**DIRECTIVE**: Please reproduce the commit message and diff below in full, keeping every character, line break, and space unchanged.
----- GIVEN PASSAGE -----
Refacor shutdown logic in Goofy into a standalone factory test.

We can have better control over the execution of a standalone shutdown
test with automator. This CL also makes the behavior of Goofy RPC's
RunTest() method consistent so that a caller is able to get back run ID
of shutdown test.

max_reboot_time_secs is moved from test list options to 'shutdown' factory
test dargs.

BUG=none
TEST=make test
TEST=e2e test
TEST=manually test on my DUT

Change-Id: Ie204c438adf22e2da72b8ee6e852bbb34f8057ca
Reviewed-on: https://chromium-review.googlesource.com/188135
Reviewed-by: Jon Salz <jsalz@chromium.org>
Commit-Queue: Ricky Liang <jcliang@chromium.org>
Tested-by: Ricky Liang <jcliang@chromium.org>
diff --git a/py/goofy/goofy.py b/py/goofy/goofy.py
index b36e496..b0058ca 100755
--- a/py/goofy/goofy.py
+++ b/py/goofy/goofy.py
@@ -64,9 +64,6 @@
 
 CLEANUP_LOGS_PAUSED = '/var/lib/cleanup_logs_paused'
 
-# File that suppresses reboot if present (e.g., for development).
-NO_REBOOT_FILE = '/var/log/factory.noreboot'
-
 # Value for tests_after_shutdown that forces auto-run (e.g., after
 # a factory update, when the available set of tests might change).
----- DATA ENTRIES -----
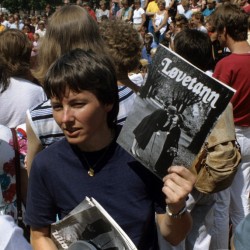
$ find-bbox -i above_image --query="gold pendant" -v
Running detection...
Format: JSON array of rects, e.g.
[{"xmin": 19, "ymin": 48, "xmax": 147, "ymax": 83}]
[{"xmin": 88, "ymin": 168, "xmax": 95, "ymax": 177}]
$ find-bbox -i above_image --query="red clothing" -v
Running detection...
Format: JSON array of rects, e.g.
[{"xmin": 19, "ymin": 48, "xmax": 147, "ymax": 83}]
[
  {"xmin": 213, "ymin": 53, "xmax": 250, "ymax": 127},
  {"xmin": 243, "ymin": 4, "xmax": 250, "ymax": 14}
]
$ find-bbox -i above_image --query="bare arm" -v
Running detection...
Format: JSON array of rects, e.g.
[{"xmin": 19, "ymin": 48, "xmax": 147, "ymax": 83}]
[
  {"xmin": 26, "ymin": 117, "xmax": 43, "ymax": 174},
  {"xmin": 156, "ymin": 166, "xmax": 196, "ymax": 245},
  {"xmin": 30, "ymin": 227, "xmax": 57, "ymax": 250}
]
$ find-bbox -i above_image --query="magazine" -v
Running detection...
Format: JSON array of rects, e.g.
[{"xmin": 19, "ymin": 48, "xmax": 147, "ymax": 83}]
[
  {"xmin": 117, "ymin": 45, "xmax": 235, "ymax": 179},
  {"xmin": 51, "ymin": 197, "xmax": 137, "ymax": 250}
]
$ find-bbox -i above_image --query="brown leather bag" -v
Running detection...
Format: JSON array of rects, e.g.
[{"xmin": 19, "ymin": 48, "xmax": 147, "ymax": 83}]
[{"xmin": 190, "ymin": 104, "xmax": 241, "ymax": 193}]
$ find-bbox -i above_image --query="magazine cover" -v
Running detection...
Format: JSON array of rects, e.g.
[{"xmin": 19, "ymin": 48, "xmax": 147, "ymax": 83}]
[
  {"xmin": 117, "ymin": 45, "xmax": 235, "ymax": 179},
  {"xmin": 51, "ymin": 197, "xmax": 136, "ymax": 250}
]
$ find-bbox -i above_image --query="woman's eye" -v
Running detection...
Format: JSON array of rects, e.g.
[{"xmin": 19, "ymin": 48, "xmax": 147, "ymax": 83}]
[
  {"xmin": 52, "ymin": 105, "xmax": 62, "ymax": 111},
  {"xmin": 72, "ymin": 102, "xmax": 85, "ymax": 108}
]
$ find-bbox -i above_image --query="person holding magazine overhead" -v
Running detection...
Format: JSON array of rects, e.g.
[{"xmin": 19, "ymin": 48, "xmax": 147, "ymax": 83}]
[{"xmin": 26, "ymin": 49, "xmax": 196, "ymax": 250}]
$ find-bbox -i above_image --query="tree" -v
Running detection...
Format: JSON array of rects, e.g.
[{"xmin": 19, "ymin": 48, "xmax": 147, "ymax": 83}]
[{"xmin": 0, "ymin": 0, "xmax": 62, "ymax": 13}]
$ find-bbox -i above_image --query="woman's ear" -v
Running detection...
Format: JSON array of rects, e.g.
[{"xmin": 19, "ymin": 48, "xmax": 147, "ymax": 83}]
[{"xmin": 104, "ymin": 104, "xmax": 114, "ymax": 113}]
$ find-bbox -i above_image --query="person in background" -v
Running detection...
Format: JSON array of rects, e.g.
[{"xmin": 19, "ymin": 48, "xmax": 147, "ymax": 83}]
[
  {"xmin": 177, "ymin": 0, "xmax": 193, "ymax": 20},
  {"xmin": 0, "ymin": 13, "xmax": 6, "ymax": 32},
  {"xmin": 25, "ymin": 49, "xmax": 196, "ymax": 250},
  {"xmin": 161, "ymin": 28, "xmax": 238, "ymax": 250},
  {"xmin": 231, "ymin": 214, "xmax": 250, "ymax": 250},
  {"xmin": 82, "ymin": 2, "xmax": 97, "ymax": 21},
  {"xmin": 36, "ymin": 21, "xmax": 46, "ymax": 38},
  {"xmin": 146, "ymin": 0, "xmax": 159, "ymax": 34},
  {"xmin": 133, "ymin": 0, "xmax": 146, "ymax": 32},
  {"xmin": 22, "ymin": 24, "xmax": 34, "ymax": 42},
  {"xmin": 190, "ymin": 12, "xmax": 207, "ymax": 33},
  {"xmin": 30, "ymin": 33, "xmax": 41, "ymax": 70},
  {"xmin": 202, "ymin": 0, "xmax": 216, "ymax": 17},
  {"xmin": 99, "ymin": 20, "xmax": 142, "ymax": 125},
  {"xmin": 120, "ymin": 0, "xmax": 133, "ymax": 22},
  {"xmin": 153, "ymin": 0, "xmax": 168, "ymax": 44},
  {"xmin": 95, "ymin": 1, "xmax": 110, "ymax": 23},
  {"xmin": 141, "ymin": 33, "xmax": 158, "ymax": 64},
  {"xmin": 0, "ymin": 29, "xmax": 47, "ymax": 128},
  {"xmin": 212, "ymin": 3, "xmax": 250, "ymax": 249}
]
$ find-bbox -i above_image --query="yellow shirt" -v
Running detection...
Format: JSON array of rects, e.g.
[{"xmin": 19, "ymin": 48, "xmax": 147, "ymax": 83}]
[
  {"xmin": 0, "ymin": 23, "xmax": 5, "ymax": 32},
  {"xmin": 146, "ymin": 1, "xmax": 159, "ymax": 18}
]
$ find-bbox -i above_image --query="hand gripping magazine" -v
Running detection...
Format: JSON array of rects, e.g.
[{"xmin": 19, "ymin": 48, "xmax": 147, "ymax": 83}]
[
  {"xmin": 51, "ymin": 197, "xmax": 137, "ymax": 250},
  {"xmin": 117, "ymin": 45, "xmax": 235, "ymax": 179}
]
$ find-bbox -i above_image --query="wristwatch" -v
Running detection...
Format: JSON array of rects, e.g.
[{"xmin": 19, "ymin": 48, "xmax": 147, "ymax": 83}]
[{"xmin": 166, "ymin": 204, "xmax": 187, "ymax": 219}]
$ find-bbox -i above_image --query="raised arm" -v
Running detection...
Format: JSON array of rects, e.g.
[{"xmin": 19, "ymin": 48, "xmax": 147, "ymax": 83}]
[
  {"xmin": 156, "ymin": 166, "xmax": 196, "ymax": 245},
  {"xmin": 26, "ymin": 116, "xmax": 43, "ymax": 175}
]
-----
**OUTPUT FOR THIS EXERCISE**:
Refacor shutdown logic in Goofy into a standalone factory test.

We can have better control over the execution of a standalone shutdown
test with automator. This CL also makes the behavior of Goofy RPC's
RunTest() method consistent so that a caller is able to get back run ID
of shutdown test.

max_reboot_time_secs is moved from test list options to 'shutdown' factory
test dargs.

BUG=none
TEST=make test
TEST=e2e test
TEST=manually test on my DUT

Change-Id: Ie204c438adf22e2da72b8ee6e852bbb34f8057ca
Reviewed-on: https://chromium-review.googlesource.com/188135
Reviewed-by: Jon Salz <jsalz@chromium.org>
Commit-Queue: Ricky Liang <jcliang@chromium.org>
Tested-by: Ricky Liang <jcliang@chromium.org>
diff --git a/py/goofy/goofy.py b/py/goofy/goofy.py
index b36e496..b0058ca 100755
--- a/py/goofy/goofy.py
+++ b/py/goofy/goofy.py
@@ -64,9 +64,6 @@
 
 CLEANUP_LOGS_PAUSED = '/var/lib/cleanup_logs_paused'
 
-# File that suppresses reboot if present (e.g., for development).
-NO_REBOOT_FILE = '/var/log/factory.noreboot'
-
 # Value for tests_after_shutdown that forces auto-run (e.g., after
 # a factory update, when the available set of tests might change).